REQUIRED TASKS →
1. In the pain research article, how many rats did Jill Tall and her colleagues put on a dairy protein diet?
2. Please resume the pain research article right after its final sentence.

SELECTED EXCERPT →
Start of Block
Is Pain Research Worthless?

Patricia Wolff of New West Research recently posted an e-mail to AR-NEWS about animal research conducted at the John Hopkins School of Medicine which Wolff headlined, “Painful, Worthless Animal Experiment.” In fact, while the experiment was, of necessity, painful, it was far from worthless.

The study involved research into whether or not a soy-based diet can reduce pain and inflammation, and was the result of a chance observation by John Hopkins researchers while collaborating with an Israeli researcher on sabbatical in this country.

The Israeli researcher had bred a strain of rats for use in studying nerve injury pain. Some of those rats were sent to the United States. But when he began his experiments in the United States, the rats did not experience as much pain as did his mice back in Israel. After eliminating a number of factors, it turned out that the two sets of rats had been fed different diets. The rats in the United States had been fed a soy-based diet.

John Hopkins researcher Jill Tall and her colleagues set out to discover if the soy-based diet was indeed responsible for the diminished pain. So they took 20 rats, and fed 10 of them a dairy protein diet and the other 10 a soy based diet. Then the rats were randomly injected with either a placebo or an inflammatory solution. The rats who received the inflammatory solution and were on the soy-based diet experienced significantly less inflammation than the rats fed the dairy protein diet.

The rats on a soy-based diet also exhibited a much higher pain tolerance than did the rats on the dairy protein diet.
End of Block
(Stored data entries)
Start of Block
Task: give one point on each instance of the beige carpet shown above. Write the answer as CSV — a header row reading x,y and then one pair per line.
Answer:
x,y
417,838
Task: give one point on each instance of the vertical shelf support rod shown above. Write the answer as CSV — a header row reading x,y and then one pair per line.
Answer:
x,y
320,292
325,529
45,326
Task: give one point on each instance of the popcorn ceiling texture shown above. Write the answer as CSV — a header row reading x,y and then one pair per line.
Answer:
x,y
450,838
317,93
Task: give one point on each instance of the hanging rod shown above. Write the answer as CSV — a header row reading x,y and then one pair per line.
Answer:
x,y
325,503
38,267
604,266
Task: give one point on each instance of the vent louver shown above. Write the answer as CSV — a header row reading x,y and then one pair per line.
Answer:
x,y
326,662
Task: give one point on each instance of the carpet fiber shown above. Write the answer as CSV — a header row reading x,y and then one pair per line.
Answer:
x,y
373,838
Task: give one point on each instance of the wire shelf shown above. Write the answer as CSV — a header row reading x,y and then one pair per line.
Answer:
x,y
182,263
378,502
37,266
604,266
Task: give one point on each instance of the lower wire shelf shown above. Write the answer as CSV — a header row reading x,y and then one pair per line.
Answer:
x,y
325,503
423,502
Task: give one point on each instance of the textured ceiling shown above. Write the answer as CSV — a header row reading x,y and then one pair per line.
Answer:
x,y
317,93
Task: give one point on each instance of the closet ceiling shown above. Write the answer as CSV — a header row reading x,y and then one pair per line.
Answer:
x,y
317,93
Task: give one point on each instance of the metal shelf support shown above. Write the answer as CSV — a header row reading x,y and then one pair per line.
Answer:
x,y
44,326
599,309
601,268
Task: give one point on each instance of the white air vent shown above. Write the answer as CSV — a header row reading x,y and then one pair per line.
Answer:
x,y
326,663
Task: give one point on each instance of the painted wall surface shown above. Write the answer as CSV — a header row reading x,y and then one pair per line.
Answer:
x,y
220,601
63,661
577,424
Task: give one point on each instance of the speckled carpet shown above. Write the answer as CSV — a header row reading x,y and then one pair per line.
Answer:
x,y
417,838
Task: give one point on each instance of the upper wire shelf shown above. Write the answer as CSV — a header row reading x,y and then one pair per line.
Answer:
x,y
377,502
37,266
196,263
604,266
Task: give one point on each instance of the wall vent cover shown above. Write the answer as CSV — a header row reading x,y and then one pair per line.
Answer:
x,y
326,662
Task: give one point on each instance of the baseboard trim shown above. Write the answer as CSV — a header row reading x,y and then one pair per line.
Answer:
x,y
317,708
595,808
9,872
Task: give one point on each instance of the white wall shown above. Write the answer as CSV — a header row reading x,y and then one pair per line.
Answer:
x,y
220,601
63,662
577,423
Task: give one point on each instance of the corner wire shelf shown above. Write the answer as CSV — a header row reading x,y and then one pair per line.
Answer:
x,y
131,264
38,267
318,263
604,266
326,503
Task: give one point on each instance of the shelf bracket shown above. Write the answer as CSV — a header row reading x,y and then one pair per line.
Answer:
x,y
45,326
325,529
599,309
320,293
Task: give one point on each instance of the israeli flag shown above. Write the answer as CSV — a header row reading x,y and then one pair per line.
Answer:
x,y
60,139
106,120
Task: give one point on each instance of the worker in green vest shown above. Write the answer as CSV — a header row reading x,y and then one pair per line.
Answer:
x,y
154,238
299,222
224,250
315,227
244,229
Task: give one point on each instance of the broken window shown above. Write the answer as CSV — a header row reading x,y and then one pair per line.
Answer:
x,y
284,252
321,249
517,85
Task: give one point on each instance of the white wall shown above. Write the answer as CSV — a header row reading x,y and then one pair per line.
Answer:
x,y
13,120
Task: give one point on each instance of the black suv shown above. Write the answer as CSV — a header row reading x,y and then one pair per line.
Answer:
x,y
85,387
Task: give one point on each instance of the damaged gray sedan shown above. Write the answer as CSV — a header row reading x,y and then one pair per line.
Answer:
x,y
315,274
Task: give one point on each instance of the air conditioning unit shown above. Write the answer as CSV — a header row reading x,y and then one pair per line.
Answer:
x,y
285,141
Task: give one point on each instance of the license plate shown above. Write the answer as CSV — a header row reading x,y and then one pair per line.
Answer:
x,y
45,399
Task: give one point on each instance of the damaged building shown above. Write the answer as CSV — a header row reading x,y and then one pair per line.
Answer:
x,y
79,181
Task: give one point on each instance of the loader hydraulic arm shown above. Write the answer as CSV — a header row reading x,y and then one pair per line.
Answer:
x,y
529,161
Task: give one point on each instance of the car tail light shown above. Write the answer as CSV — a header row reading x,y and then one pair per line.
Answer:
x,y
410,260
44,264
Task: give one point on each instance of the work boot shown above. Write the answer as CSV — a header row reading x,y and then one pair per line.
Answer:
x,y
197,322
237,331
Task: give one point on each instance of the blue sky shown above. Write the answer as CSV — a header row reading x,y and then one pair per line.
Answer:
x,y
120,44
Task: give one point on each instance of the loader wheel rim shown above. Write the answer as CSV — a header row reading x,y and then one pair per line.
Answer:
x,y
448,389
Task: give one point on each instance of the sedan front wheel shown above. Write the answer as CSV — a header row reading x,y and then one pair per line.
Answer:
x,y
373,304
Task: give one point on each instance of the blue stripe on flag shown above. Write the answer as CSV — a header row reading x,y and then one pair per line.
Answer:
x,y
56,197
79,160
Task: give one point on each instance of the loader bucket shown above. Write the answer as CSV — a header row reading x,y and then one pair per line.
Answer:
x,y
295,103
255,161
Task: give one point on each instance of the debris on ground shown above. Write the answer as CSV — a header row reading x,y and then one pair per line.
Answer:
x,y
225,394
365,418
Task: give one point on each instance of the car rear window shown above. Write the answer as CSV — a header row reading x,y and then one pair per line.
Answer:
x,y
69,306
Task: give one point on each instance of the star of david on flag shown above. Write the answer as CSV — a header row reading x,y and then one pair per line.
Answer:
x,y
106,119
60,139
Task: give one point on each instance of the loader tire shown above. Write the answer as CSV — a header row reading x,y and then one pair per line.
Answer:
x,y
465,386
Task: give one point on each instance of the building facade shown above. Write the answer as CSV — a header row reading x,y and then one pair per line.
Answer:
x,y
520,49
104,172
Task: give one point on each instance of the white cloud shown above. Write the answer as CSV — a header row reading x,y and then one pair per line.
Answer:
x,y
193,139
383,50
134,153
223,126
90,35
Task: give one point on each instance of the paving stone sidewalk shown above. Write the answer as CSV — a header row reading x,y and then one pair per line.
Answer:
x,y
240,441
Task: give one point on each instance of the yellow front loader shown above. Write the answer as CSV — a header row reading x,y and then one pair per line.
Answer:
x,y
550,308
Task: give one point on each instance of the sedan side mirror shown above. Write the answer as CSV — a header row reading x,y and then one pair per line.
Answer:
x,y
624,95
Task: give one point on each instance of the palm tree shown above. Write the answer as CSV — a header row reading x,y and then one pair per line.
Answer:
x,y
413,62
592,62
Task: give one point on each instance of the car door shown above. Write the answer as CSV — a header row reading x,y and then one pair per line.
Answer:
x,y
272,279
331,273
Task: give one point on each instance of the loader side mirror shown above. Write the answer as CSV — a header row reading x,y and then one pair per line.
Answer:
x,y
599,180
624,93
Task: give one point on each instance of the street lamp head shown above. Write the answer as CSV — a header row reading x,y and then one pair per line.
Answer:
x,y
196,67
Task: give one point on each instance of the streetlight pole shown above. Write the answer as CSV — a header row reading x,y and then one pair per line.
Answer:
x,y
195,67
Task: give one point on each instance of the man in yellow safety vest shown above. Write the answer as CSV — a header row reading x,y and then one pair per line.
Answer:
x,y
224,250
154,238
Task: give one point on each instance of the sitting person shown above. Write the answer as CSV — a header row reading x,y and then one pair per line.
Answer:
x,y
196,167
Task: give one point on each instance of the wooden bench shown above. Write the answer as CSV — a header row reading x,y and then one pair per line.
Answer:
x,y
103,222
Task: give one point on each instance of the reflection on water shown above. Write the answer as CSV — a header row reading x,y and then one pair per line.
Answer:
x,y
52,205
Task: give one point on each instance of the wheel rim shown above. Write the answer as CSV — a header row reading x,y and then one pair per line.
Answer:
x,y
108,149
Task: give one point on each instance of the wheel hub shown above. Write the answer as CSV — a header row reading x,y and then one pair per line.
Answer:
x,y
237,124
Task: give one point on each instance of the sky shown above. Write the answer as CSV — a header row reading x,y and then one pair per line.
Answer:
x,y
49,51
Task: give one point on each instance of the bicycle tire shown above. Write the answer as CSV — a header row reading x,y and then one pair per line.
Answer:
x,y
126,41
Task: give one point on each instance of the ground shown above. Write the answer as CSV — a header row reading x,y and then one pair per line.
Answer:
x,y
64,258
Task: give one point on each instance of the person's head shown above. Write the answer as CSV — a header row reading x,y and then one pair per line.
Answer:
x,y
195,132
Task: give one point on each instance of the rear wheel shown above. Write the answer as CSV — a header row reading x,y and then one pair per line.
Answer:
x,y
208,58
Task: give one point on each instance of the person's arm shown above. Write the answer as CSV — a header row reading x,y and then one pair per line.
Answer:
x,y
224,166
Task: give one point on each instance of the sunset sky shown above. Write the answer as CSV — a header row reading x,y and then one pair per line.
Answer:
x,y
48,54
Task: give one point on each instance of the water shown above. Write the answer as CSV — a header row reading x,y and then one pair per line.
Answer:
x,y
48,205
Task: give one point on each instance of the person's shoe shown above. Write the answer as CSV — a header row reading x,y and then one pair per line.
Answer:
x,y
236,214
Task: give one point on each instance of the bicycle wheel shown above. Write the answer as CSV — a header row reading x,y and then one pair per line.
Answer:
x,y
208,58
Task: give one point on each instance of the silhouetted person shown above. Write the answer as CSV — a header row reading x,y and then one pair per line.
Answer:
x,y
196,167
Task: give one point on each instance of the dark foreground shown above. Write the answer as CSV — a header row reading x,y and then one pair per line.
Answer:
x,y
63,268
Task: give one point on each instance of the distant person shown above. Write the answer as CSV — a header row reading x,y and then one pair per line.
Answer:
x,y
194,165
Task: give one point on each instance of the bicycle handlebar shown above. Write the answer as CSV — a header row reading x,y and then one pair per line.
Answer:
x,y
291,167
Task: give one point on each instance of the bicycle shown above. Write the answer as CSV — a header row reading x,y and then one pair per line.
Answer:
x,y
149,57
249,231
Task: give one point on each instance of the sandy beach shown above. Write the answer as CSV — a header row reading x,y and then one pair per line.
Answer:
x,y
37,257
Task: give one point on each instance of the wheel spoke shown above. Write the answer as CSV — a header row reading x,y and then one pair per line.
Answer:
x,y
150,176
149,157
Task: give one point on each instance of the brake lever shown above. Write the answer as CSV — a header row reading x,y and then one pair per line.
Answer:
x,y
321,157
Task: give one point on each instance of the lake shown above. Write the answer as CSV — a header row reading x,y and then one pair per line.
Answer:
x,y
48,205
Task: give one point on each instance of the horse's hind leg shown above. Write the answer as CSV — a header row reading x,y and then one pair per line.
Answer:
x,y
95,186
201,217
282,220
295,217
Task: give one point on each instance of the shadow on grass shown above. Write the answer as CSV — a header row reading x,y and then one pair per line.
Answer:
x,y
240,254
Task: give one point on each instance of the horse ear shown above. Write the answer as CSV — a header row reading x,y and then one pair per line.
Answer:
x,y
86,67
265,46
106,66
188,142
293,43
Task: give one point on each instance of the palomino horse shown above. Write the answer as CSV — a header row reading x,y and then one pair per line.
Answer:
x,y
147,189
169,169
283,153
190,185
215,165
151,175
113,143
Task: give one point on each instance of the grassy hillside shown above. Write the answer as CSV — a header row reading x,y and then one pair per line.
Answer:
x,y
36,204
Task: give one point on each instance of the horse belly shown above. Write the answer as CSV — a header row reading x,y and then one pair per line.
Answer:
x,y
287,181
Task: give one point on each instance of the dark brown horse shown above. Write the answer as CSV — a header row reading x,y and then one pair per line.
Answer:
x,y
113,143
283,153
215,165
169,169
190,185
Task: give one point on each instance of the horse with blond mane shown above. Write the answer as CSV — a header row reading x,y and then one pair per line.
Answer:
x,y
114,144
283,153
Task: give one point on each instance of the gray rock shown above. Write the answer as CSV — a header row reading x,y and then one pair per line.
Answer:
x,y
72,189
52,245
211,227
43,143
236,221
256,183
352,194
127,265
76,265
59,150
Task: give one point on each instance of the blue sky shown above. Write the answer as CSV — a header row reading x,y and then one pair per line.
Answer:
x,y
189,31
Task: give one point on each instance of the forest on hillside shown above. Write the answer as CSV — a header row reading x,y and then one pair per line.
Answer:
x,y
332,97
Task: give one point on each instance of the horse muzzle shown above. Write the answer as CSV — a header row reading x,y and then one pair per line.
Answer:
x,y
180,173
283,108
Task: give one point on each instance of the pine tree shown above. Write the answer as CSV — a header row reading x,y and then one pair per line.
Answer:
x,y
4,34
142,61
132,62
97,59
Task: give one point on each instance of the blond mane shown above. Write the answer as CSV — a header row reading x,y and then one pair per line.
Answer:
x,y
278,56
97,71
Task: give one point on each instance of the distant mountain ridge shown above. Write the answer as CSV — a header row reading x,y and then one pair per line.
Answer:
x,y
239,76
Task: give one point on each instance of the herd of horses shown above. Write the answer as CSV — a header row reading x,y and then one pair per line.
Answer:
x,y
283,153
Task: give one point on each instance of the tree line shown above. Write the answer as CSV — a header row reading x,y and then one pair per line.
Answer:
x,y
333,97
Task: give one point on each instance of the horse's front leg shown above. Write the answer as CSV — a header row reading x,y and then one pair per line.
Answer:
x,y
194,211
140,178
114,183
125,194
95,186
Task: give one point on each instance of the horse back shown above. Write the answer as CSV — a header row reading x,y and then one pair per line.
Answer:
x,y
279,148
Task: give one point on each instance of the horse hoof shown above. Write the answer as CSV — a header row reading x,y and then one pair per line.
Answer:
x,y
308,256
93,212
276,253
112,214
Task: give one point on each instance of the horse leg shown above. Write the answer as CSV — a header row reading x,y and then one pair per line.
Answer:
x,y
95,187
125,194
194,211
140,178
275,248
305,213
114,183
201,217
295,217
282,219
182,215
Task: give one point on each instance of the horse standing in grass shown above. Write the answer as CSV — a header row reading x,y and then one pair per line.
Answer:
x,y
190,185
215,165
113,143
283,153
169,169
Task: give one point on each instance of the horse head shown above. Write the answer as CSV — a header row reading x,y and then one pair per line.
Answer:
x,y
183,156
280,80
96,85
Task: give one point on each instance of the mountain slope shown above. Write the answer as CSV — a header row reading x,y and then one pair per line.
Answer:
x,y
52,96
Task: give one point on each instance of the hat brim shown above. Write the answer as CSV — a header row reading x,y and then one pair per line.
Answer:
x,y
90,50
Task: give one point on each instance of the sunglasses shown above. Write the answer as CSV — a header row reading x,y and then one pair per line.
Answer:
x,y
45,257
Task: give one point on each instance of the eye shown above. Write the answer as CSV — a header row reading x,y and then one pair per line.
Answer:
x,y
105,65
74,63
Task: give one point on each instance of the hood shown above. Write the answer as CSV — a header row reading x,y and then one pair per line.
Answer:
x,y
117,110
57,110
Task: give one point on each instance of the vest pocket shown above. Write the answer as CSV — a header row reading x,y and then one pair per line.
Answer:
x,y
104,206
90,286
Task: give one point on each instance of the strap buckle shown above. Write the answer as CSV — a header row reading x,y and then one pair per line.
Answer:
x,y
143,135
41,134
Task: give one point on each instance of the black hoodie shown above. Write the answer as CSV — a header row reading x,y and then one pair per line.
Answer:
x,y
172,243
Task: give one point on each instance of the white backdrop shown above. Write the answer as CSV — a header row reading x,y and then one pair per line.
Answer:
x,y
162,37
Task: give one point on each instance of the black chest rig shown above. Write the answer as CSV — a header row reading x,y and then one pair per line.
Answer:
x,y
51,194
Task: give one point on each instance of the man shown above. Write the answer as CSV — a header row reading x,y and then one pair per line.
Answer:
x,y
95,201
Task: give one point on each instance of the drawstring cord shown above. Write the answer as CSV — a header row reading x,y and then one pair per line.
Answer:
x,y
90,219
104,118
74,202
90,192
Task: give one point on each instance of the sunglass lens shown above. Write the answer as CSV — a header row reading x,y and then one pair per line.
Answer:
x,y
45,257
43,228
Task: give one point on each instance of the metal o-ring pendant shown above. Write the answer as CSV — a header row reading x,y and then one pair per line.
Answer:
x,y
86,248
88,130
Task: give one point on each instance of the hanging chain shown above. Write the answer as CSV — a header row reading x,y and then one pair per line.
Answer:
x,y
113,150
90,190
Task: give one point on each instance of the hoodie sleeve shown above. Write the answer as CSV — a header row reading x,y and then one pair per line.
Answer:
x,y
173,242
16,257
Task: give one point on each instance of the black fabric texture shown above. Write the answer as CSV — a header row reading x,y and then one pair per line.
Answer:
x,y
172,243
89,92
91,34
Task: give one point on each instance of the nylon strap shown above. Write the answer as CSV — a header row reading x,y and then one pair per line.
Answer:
End of Block
EXERCISE RESPONSES →
1. Ten.

2.
This is obviously a small, preliminary study but will lead to further studies. Currently Tall and her colleagues are looking in detail at the soy protein trying to get a better idea of what might component might be helping to relieve pain.

Many people seem to think that such pain research is an unjustifiable use of animals. But Tall is a research fellow in anesthesiology and critical care who specializes in pain experienced by cancer patients. The reality is that the advent of safe, reliable anesthetics relied heavily on animal research (anesthetic techniques which are also used to minimize the pain of animals during medical research). Continued progress on relieving pain will also rely on animal research which, by its very nature, unfortunately involves intentionally inflicting pain on animals.

Wolff had it half right — such research is painful, but hardly worthless.

Source:

Soy diet eases pain, animal study finds. Nicolle Charbonneau, HealthScoutNews, March 15, 2002.